# WHAT TO PRODUCE
Please pick out every line of the data below that contains the word "white".

# STORED DATA
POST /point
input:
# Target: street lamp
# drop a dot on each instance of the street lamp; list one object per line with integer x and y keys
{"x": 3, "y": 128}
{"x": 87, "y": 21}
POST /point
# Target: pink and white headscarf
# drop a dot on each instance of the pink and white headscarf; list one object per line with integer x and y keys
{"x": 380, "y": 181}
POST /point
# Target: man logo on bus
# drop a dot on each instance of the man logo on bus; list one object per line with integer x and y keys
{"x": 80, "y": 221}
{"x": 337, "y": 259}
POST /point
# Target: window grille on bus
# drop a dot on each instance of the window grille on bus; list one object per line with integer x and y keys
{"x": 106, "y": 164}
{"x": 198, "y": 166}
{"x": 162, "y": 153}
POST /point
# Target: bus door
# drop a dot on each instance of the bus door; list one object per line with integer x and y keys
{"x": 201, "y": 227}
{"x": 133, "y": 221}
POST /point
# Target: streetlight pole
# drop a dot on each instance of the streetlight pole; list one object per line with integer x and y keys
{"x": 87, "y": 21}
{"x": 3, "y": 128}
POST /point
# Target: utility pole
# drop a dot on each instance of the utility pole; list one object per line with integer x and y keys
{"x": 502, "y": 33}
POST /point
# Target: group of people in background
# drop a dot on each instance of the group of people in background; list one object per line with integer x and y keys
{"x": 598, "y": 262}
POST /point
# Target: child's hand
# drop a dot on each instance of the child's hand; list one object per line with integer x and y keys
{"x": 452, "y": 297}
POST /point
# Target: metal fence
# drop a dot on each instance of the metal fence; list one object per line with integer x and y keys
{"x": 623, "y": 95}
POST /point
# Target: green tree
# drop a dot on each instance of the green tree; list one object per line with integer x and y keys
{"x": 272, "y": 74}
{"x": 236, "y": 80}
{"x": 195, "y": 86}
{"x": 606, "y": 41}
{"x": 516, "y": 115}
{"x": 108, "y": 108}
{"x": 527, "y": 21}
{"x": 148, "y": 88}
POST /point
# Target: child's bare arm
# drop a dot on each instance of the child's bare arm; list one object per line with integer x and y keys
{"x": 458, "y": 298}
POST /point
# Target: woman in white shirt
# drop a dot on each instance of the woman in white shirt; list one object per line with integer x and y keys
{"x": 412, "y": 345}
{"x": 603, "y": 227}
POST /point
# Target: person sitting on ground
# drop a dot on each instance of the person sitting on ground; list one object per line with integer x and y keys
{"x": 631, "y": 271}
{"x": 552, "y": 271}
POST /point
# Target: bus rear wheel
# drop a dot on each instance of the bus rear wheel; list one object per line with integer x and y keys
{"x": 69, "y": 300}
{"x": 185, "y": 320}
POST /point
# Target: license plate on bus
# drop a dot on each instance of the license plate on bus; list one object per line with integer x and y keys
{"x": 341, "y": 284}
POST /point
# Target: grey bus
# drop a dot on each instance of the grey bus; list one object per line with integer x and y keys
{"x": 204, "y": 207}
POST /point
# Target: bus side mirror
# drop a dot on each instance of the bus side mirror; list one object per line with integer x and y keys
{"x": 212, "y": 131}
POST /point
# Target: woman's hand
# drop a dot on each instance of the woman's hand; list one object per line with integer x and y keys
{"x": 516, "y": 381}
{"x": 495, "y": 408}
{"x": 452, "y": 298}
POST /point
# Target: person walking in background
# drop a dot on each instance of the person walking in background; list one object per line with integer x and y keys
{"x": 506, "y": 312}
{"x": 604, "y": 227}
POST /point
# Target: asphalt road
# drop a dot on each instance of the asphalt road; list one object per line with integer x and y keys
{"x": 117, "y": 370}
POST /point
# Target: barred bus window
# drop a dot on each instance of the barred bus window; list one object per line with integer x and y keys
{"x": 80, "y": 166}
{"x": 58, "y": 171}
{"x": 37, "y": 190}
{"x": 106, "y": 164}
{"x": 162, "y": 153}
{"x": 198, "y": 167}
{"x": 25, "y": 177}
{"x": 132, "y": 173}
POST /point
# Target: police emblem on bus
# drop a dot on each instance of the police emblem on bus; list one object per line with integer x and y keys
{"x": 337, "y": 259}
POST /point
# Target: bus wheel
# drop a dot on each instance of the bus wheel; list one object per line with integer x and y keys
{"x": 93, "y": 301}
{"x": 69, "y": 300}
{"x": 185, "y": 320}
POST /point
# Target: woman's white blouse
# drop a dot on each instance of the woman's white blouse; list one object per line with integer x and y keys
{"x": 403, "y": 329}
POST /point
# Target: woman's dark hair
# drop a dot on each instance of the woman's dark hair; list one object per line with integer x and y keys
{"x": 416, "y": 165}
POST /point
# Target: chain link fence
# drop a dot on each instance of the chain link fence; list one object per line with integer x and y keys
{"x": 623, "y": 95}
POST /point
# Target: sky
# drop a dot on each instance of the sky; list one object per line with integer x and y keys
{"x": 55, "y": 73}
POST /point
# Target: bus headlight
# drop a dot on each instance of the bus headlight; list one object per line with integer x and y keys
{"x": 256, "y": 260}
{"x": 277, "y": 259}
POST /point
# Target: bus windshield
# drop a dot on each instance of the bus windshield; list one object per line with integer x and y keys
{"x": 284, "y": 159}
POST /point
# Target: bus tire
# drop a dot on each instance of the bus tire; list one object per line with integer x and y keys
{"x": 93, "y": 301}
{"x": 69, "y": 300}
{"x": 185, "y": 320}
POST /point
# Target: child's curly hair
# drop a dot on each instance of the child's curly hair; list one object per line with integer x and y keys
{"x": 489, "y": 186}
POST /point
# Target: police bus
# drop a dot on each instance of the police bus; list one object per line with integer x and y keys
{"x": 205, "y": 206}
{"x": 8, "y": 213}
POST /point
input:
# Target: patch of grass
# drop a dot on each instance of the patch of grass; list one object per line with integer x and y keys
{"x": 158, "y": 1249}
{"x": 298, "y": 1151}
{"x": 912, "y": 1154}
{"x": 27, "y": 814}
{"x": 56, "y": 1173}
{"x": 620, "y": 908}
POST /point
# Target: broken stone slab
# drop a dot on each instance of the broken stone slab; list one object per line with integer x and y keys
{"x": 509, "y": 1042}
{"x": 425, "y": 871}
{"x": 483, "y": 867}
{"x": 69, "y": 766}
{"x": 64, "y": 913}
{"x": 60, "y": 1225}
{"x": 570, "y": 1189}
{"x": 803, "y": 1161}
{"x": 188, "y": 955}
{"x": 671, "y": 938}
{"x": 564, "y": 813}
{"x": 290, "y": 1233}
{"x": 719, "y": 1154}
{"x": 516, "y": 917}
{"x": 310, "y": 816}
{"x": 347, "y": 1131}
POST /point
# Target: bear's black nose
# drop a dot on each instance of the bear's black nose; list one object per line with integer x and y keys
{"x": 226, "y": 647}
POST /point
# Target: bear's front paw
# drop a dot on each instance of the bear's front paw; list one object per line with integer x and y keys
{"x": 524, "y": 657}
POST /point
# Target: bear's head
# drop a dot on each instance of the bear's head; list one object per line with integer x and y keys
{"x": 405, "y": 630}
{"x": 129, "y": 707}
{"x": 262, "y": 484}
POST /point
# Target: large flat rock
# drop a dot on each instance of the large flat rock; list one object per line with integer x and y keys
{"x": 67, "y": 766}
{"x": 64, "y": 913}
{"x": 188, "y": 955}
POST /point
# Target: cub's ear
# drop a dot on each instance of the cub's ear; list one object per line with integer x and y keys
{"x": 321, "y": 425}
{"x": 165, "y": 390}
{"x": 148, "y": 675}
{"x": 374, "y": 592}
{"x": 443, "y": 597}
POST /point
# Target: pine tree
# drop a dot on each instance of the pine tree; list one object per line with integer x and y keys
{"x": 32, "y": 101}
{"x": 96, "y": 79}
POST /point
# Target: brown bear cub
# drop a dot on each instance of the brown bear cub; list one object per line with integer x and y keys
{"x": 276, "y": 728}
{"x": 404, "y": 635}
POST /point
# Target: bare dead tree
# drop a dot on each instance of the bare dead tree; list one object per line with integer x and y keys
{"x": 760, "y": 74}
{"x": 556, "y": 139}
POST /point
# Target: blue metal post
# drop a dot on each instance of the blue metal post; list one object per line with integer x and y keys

# WRITTEN ANSWER
# Target: pink and white headscarf
# drop a dot on each instance of the pink and white headscarf; list one object per line with integer x and y keys
# Target: woman in white shirt
# drop a dot on each instance of the woman in white shirt; list one object per line with integer x and y keys
# Target: woman's white blouse
# drop a dot on each instance of the woman's white blouse; list one object per line with integer x and y keys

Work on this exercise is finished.